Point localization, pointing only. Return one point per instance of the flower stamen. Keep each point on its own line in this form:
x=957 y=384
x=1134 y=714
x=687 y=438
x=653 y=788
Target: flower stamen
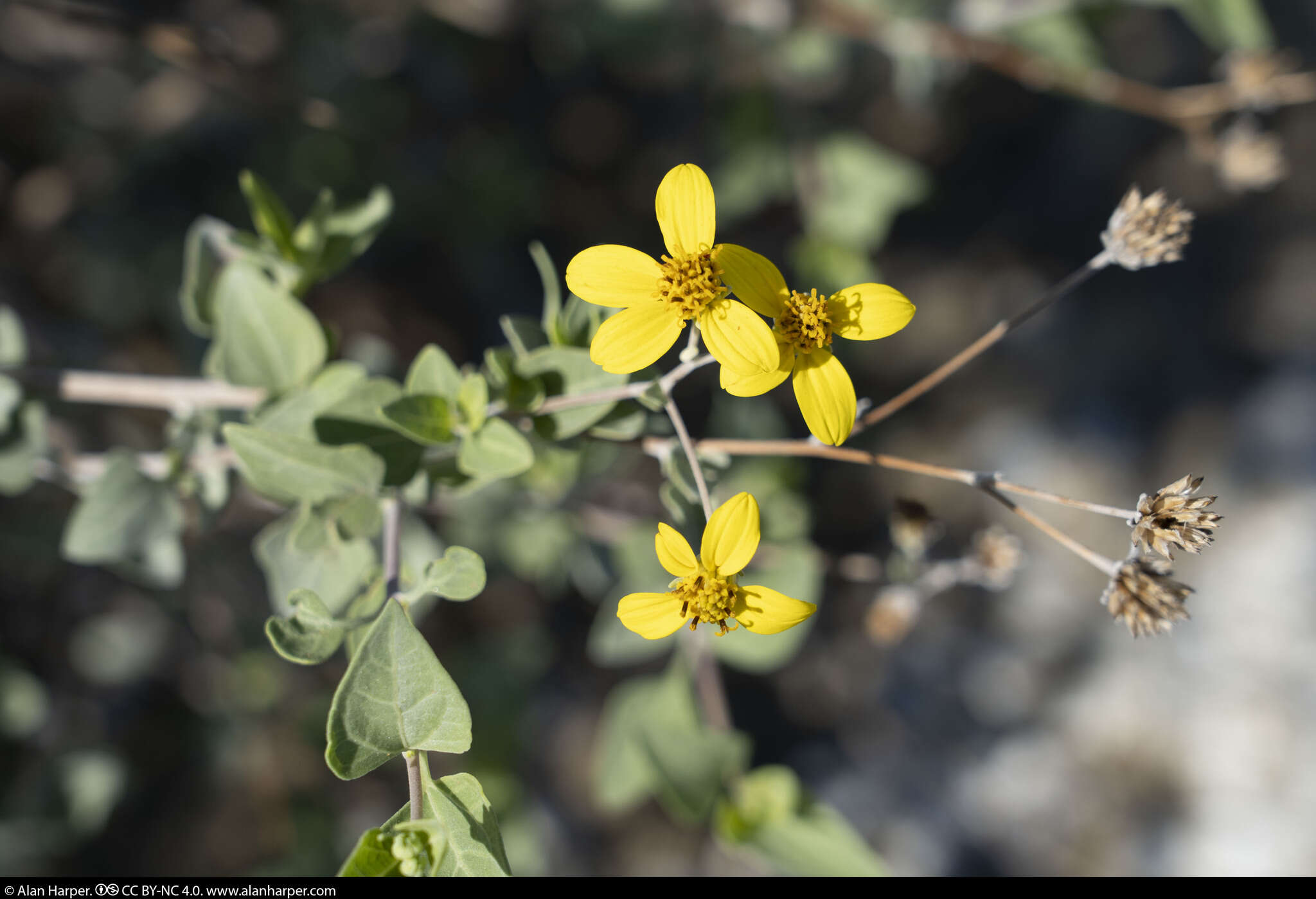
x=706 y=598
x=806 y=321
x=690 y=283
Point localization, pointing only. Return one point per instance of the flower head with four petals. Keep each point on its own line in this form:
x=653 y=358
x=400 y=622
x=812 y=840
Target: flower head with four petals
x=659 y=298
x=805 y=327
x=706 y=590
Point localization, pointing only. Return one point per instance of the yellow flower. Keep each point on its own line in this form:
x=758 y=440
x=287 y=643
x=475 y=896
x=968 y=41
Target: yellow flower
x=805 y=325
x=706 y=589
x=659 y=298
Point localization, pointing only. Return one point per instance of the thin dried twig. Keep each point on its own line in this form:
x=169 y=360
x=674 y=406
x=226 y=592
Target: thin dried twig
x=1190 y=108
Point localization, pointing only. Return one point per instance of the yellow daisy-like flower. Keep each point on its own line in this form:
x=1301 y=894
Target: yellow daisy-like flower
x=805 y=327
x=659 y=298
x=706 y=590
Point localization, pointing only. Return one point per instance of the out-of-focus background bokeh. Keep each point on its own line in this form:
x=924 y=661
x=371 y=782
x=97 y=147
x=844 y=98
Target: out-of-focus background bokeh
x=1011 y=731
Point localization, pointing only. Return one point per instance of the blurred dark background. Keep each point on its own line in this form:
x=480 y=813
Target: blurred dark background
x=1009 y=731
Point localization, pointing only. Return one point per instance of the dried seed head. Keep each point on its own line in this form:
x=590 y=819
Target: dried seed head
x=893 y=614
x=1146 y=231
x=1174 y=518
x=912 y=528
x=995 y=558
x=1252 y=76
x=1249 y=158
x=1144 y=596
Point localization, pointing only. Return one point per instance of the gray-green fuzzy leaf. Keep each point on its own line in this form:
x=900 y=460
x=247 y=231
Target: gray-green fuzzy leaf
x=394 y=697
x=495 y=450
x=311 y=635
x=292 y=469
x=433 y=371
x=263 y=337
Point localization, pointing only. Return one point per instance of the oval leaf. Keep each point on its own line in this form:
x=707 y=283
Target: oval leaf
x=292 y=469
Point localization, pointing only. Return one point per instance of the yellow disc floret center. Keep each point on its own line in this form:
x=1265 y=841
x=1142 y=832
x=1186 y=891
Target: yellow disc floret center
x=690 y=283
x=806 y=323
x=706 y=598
* * *
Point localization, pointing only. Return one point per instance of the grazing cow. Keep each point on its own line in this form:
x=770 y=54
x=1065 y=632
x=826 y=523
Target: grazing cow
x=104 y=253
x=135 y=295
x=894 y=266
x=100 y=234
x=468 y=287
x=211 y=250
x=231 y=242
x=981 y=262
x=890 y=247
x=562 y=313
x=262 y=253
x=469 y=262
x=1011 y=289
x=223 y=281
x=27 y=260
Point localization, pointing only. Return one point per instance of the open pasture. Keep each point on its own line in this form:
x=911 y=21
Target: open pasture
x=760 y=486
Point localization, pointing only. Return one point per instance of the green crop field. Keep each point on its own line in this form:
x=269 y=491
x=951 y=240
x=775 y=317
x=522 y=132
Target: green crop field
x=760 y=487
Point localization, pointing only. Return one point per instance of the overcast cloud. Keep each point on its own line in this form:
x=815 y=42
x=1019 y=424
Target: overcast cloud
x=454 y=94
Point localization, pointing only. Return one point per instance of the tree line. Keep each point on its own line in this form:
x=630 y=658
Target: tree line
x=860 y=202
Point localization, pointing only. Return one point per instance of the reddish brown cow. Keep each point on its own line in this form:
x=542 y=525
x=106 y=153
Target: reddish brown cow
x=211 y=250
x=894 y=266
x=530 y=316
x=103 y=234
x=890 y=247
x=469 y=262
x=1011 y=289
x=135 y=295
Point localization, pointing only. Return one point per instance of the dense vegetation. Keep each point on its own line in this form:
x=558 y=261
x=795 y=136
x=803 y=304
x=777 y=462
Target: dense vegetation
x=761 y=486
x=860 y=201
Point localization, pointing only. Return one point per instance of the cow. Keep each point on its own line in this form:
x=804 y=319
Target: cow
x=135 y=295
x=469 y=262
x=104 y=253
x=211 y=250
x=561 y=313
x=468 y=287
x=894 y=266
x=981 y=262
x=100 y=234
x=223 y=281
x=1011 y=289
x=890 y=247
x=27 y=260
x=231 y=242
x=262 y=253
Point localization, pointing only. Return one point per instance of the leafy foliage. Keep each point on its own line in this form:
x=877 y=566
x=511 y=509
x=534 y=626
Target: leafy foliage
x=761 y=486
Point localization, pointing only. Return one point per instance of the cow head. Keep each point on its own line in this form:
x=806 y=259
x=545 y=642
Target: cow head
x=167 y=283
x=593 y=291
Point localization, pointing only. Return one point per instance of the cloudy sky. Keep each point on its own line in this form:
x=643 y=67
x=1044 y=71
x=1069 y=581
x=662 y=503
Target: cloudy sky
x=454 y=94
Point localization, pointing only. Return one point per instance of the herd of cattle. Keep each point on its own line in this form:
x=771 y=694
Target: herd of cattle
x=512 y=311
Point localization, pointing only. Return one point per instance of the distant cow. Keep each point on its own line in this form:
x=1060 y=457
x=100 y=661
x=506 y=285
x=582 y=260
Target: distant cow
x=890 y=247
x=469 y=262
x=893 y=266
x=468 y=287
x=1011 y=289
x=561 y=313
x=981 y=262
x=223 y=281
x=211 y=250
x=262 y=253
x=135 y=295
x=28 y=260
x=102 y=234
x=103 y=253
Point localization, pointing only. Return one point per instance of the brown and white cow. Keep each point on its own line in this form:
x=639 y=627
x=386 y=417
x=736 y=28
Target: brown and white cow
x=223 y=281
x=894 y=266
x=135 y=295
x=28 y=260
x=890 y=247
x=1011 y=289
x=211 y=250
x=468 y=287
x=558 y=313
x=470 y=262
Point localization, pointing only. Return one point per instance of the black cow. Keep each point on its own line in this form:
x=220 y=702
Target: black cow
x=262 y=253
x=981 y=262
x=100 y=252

> **What is being asked**:
Of the records above, print only the lines from the one containing "the flower stamen." through the one containing "x=480 y=813", inclusive and unaltered, leaving out pictures.

> **Written answer**:
Point localization, pointing only. Return one point per instance of the flower stamen. Keep each point on its own line in this form:
x=957 y=384
x=1134 y=714
x=687 y=438
x=653 y=788
Target: flower stamen
x=706 y=598
x=806 y=321
x=690 y=283
Point localization, pointing only. Return one point per instance of the flower head with four petals. Keep each point on its own line in this form:
x=653 y=358
x=400 y=622
x=812 y=840
Target: flower head with four petals
x=659 y=298
x=805 y=327
x=706 y=590
Point localization, pointing only. Return one point per instance of the yellow flower. Keep each point on its own line in this form:
x=758 y=440
x=287 y=643
x=475 y=896
x=968 y=41
Target: yellow flower
x=805 y=325
x=706 y=589
x=659 y=298
Point localization, pointing only. Return one point per instance of the thin dried twig. Keep each point on its own line in this form:
x=169 y=360
x=674 y=406
x=226 y=592
Target: thin dried twig
x=1190 y=108
Point localization, pointing only. Return one point per instance of the yellow daisy-like flower. Keep each point on its own line in this form:
x=1301 y=894
Target: yellow daisy-like flower
x=805 y=327
x=659 y=298
x=706 y=590
Point localization, pointing only. Return one point per instance of the out-of-focus background bokeh. Keep each point on its own line in this form:
x=924 y=661
x=371 y=782
x=97 y=147
x=844 y=98
Target: out-of-focus background bokeh
x=1011 y=731
Point localization, pointing only. Return one point per instance of the blurred dark background. Keep each point on its own line in this form:
x=480 y=813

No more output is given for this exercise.